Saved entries

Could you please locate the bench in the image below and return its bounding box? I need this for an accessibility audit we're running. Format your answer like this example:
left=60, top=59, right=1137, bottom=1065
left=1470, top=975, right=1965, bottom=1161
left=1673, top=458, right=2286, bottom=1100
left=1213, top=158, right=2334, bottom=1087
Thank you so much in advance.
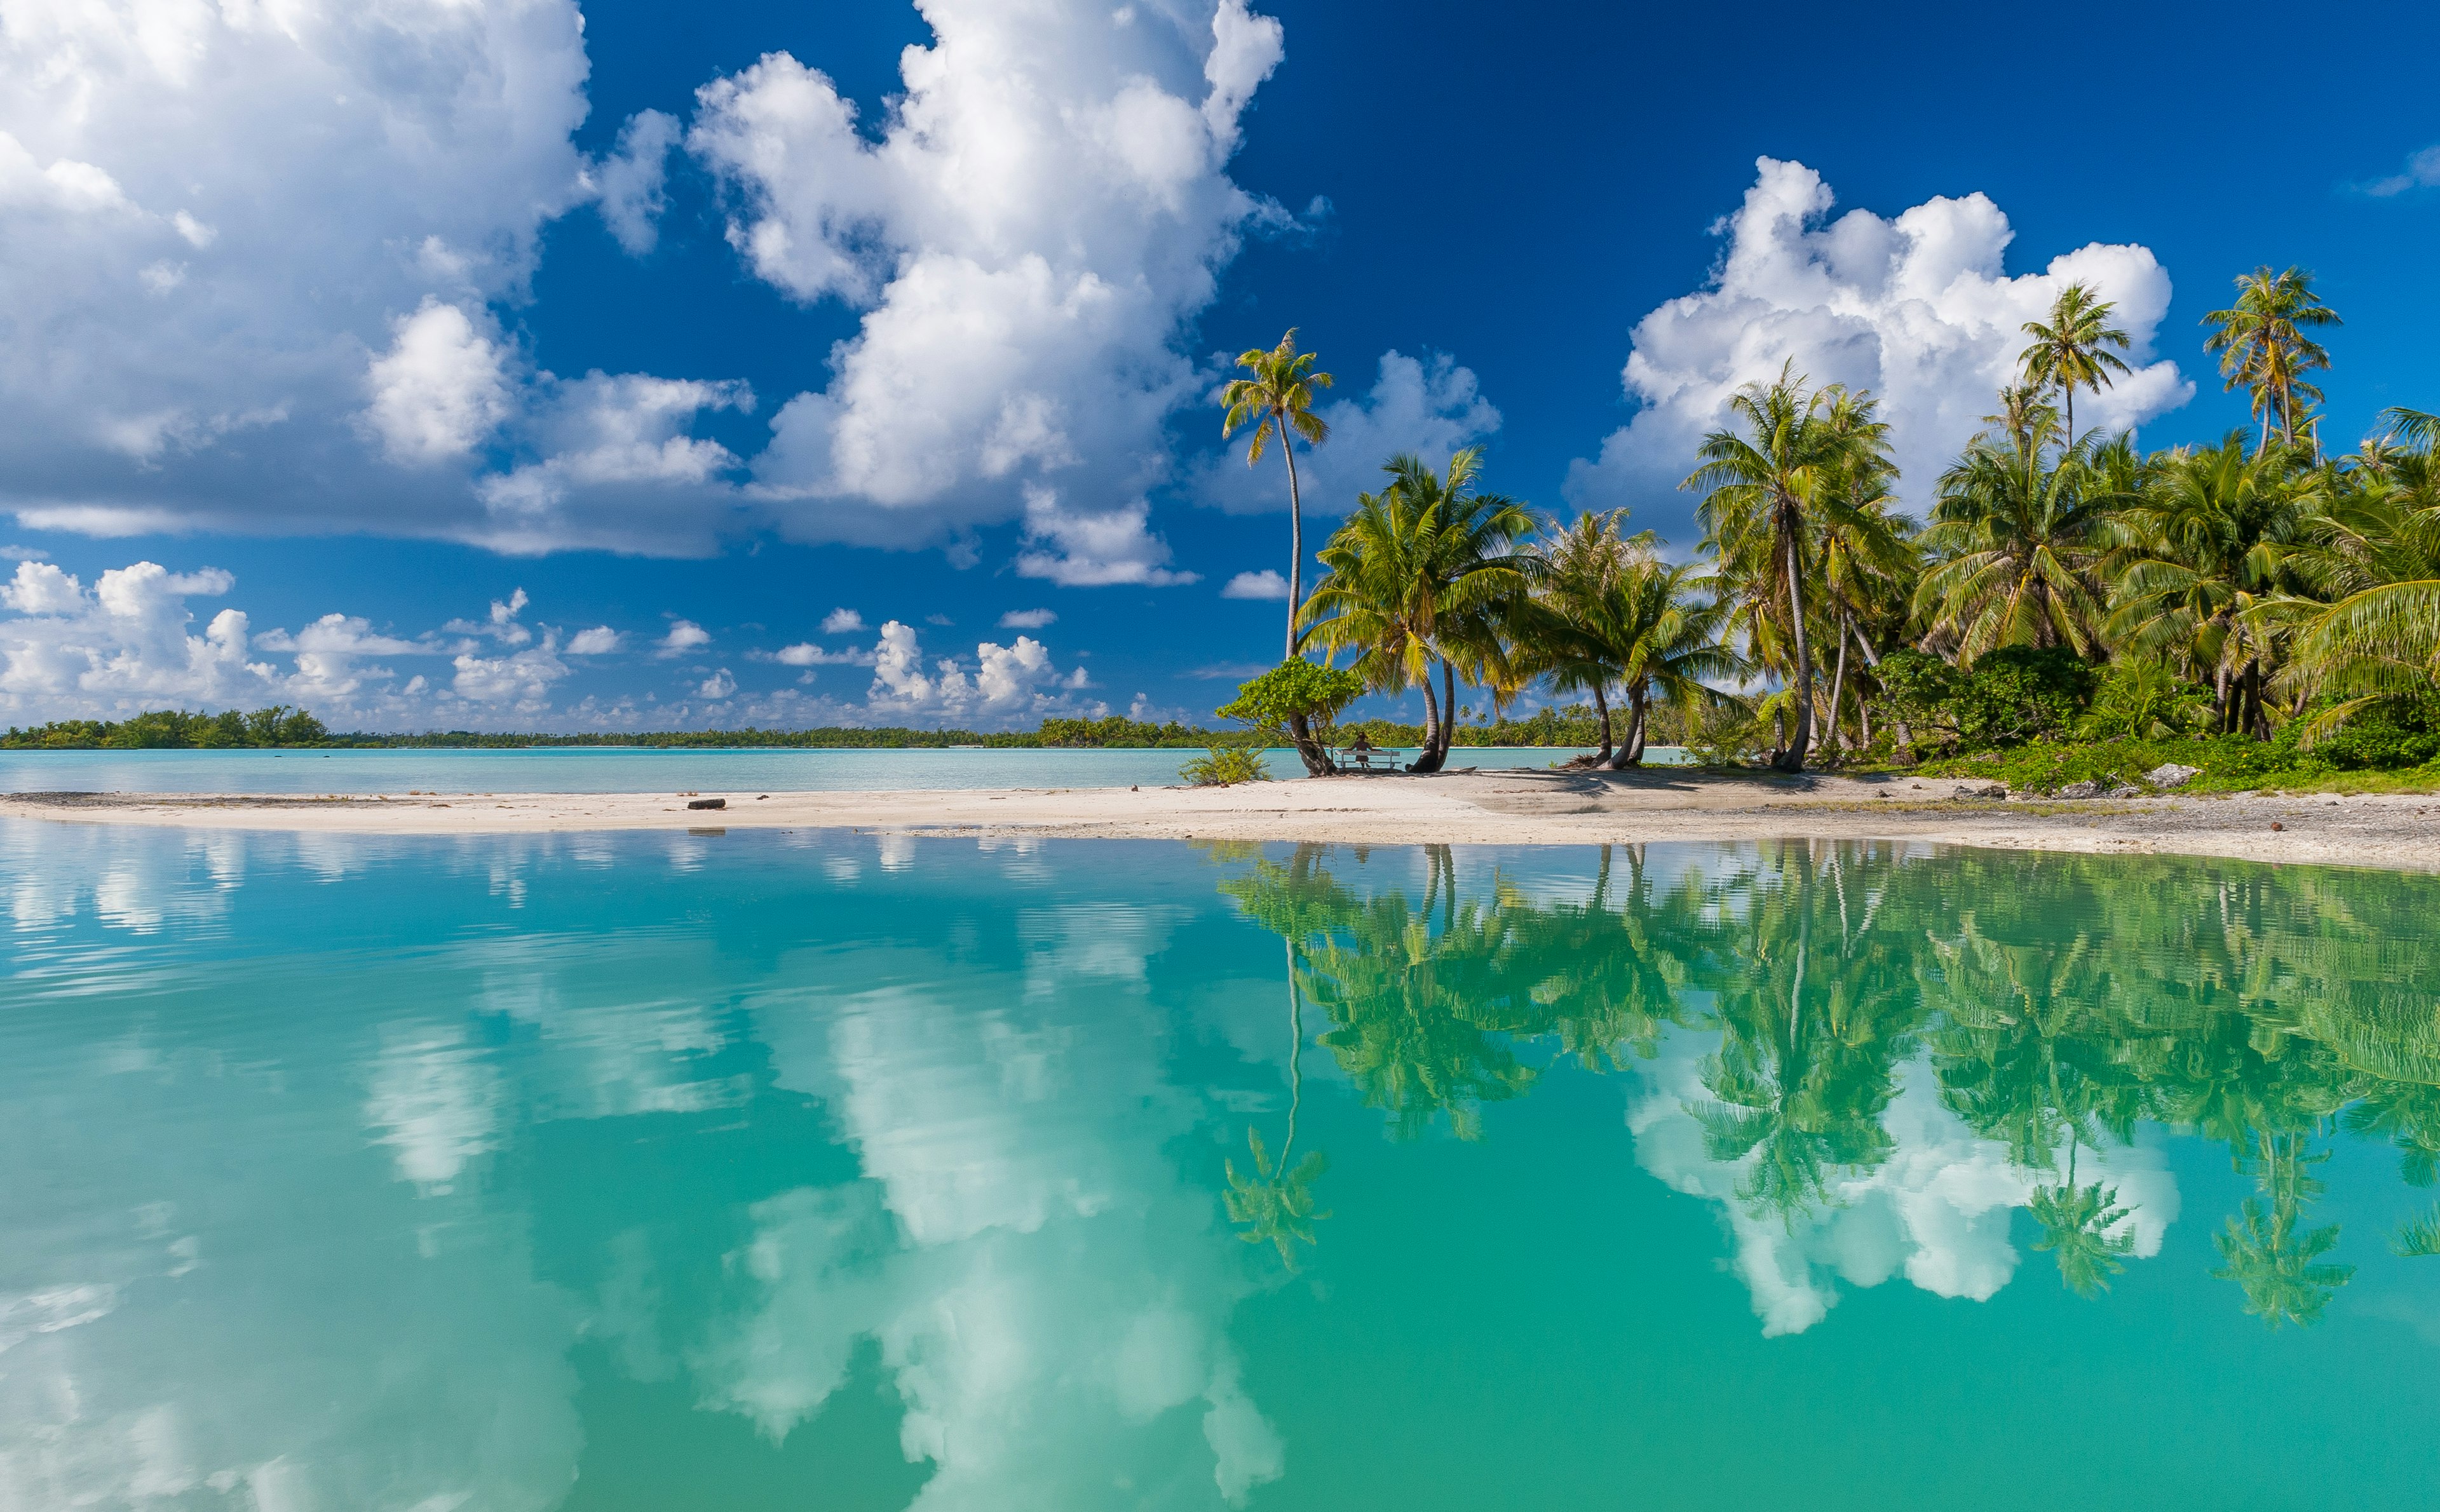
left=1334, top=748, right=1403, bottom=773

### Prompt:
No pictures should appear in the copy. Reproduce exactly the lines from the line containing "left=1673, top=458, right=2286, bottom=1100" through the last line of the data, inclusive.

### Problem solution:
left=1673, top=458, right=2286, bottom=1100
left=1213, top=158, right=2334, bottom=1087
Thank you so much in advance.
left=1334, top=748, right=1403, bottom=773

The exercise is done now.